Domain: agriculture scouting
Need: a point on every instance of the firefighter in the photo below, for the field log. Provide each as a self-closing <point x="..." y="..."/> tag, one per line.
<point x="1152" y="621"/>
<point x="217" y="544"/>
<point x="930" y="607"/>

...

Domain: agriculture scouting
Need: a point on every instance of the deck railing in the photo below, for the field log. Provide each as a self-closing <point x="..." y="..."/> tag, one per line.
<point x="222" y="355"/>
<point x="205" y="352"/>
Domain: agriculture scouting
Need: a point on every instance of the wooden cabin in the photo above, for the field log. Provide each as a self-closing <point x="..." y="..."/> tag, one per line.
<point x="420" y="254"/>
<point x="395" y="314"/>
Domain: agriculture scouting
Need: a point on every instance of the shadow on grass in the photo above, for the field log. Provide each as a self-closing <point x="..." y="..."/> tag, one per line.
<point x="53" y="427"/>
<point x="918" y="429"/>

PROMPT.
Please locate each line in the items above that contains the string "self", and copy every such line in full.

RESPONSE FOR THIS EXERCISE.
Need: a point on every instance of the firefighter in the photo below, for the field log. Provide each as a self-closing <point x="..." y="..."/> tag, one per line.
Need: a point on every instance of the deck railing in the photo below, for the field log. Provide each as a self-closing <point x="..." y="..."/> tag, one per line.
Need: a point on every instance of the wooden cabin in the photo above, for the field log. Provide each as a self-closing <point x="..." y="..."/> tag, one per line.
Need: a point on every instance of the shadow on grass in the photo above, for the field log. Provide each as a self-closing <point x="..." y="..."/> tag, one per line.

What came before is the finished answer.